* **Stored data**:
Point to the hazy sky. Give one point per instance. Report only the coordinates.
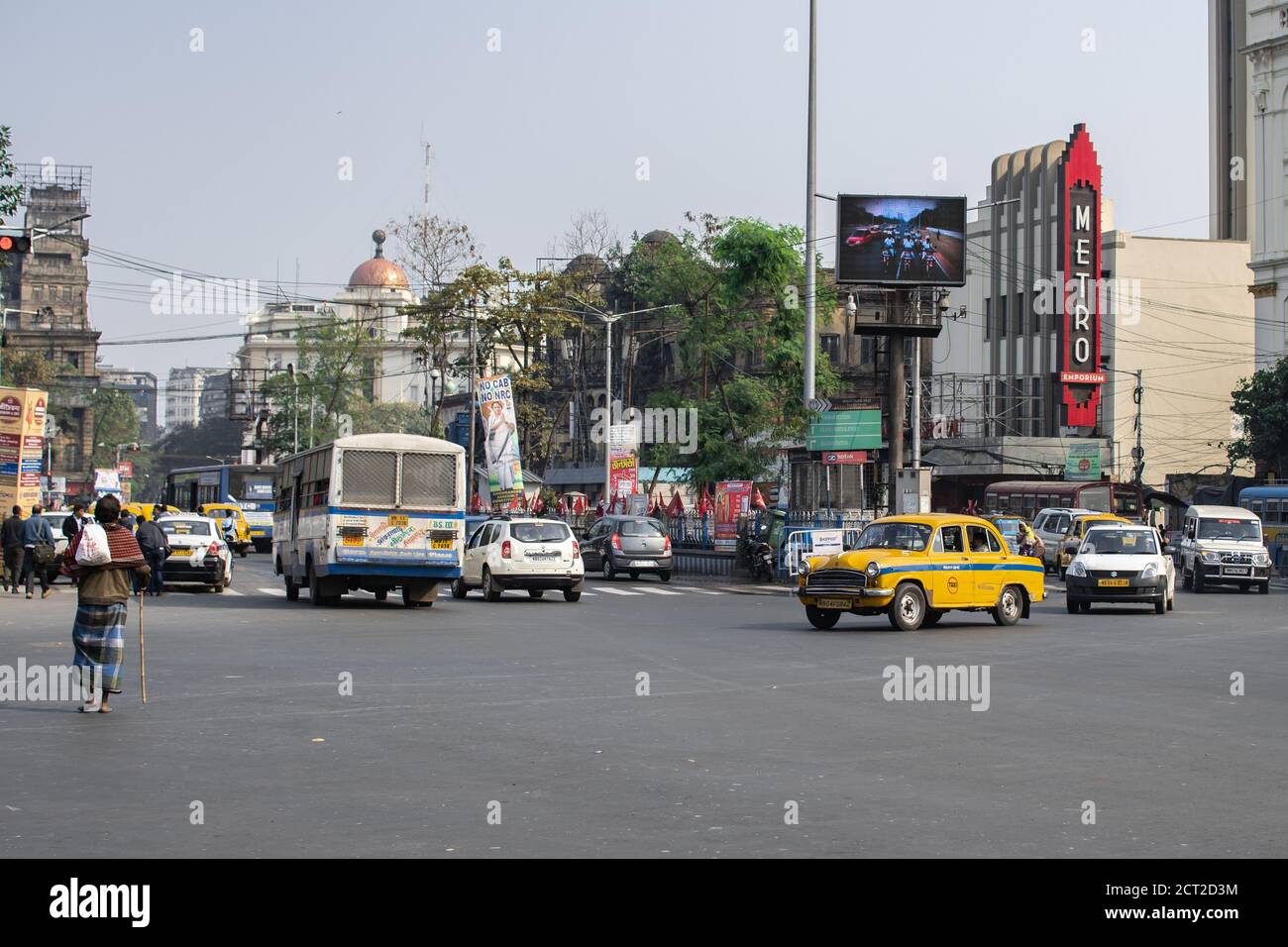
(227, 159)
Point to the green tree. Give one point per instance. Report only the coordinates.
(1261, 405)
(27, 368)
(733, 286)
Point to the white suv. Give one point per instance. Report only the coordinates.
(529, 553)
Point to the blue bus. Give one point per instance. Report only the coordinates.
(1270, 504)
(250, 486)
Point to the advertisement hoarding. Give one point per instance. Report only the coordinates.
(733, 499)
(500, 438)
(22, 427)
(901, 240)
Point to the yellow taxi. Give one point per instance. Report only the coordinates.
(241, 528)
(915, 569)
(1077, 531)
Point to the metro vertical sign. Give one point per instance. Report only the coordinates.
(1080, 261)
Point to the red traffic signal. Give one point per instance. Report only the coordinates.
(14, 245)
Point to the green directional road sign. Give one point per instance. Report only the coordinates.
(844, 431)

* **Written problem**:
Nothing but the lines from the one with "Point to the green tree." through the last line should be repeated, each exactly as it stands.

* **Answer**:
Point to the green tree. Give one point per instance. Report only the coordinates.
(1261, 405)
(27, 368)
(733, 286)
Point to the white suv. Give one point per instance. Report only the coordinates.
(529, 553)
Point to the blue bus. Give one point per instance. Report only the coordinates.
(1270, 504)
(250, 486)
Point to the advertisement hoarding. Give one point per instance. Report only the coordinates.
(733, 499)
(500, 438)
(22, 427)
(901, 240)
Point to the yellow taxi. Give one point per instance. Report only the coordinates.
(241, 528)
(915, 569)
(1077, 531)
Point to the metro vertical sign. Give one point per instance. Report only the coordinates.
(1080, 261)
Point to the red traffic signal. Give one point per instance. Report only the coordinates.
(14, 245)
Point to the green directional road sign. Give one point per instance. Report only the coordinates.
(844, 431)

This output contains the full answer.